>>>>>
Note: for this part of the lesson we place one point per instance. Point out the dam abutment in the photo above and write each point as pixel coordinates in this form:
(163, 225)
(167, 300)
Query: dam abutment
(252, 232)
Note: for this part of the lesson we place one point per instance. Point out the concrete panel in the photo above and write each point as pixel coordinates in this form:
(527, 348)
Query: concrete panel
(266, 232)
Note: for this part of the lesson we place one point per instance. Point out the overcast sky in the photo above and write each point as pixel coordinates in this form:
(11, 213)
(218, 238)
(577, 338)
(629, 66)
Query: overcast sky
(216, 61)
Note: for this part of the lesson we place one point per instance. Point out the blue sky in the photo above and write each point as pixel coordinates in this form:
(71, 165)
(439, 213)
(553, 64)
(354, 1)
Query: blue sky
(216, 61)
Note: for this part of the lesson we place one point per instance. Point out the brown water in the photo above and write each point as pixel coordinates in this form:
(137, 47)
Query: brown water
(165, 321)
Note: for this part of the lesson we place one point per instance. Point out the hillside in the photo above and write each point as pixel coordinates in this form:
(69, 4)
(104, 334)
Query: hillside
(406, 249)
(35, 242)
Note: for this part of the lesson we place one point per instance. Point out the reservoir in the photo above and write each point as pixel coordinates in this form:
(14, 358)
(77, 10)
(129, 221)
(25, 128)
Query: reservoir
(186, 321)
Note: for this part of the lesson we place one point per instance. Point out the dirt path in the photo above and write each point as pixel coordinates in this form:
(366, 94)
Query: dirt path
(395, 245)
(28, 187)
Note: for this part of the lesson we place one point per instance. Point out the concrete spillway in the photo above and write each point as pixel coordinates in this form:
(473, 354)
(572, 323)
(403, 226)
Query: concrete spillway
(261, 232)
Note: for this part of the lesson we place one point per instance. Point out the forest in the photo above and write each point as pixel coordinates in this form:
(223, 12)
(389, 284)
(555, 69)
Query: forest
<<<<<
▶ [TASK DESCRIPTION] Reproduce all of the records above verbatim, from the first line through the last.

▶ [REPLY TO THE TASK]
Note: for this part of the lesson we place one point per instance. Point out the dam abutment in the photo above and write each point as pixel coordinates in this form:
(163, 225)
(167, 300)
Query: dam abutment
(252, 232)
Note: for this part of the lesson we place one point per instance. Point out the concrete panel in the photo above and write each point as pixel coordinates in this form:
(527, 348)
Query: concrete panel
(266, 232)
Note: for this part of the lesson we place one point per instance. Point out the overcast sky in the photo above and write each point as pixel coordinates in this form:
(11, 213)
(218, 238)
(577, 338)
(629, 66)
Query: overcast sky
(216, 61)
Note: for this part of the lesson we place one point per instance. Point out the blue sky in the photo above and write each point as pixel coordinates in this form:
(71, 165)
(439, 213)
(553, 64)
(354, 1)
Query: blue sky
(216, 61)
Note: for this part of the lesson we place one point per instance. Point out the brown water in the photo above and write each point as pixel coordinates in this form:
(137, 47)
Query: brown water
(165, 321)
Note: for this part of the lesson we place one point per instance. Point out the hillside in the photo above and write each point as pixel coordinates in this form:
(69, 4)
(104, 334)
Query: hillside
(406, 249)
(35, 242)
Note: for this part of the lesson we place one point per instance. Point out the reservoir in the photo above and write each point as pixel coordinates in this form:
(14, 358)
(77, 10)
(129, 221)
(25, 128)
Query: reservoir
(186, 321)
Note: for this part of the lesson we place one point per instance. Point out the dirt path in the photo above and write each point as pixel coordinates in this form:
(366, 94)
Query: dirt path
(395, 245)
(28, 187)
Note: for this part of the lesson we place one point per instance. Point out the concrete spillway in the photo above and write each point as pixel coordinates in this form:
(473, 354)
(572, 323)
(403, 226)
Query: concrete spillway
(261, 232)
Note: for this part of the lesson we place one point per instance. Point out the forest in the photo above and write each point as pixel coordinates in this form:
(223, 12)
(389, 284)
(555, 69)
Query: forest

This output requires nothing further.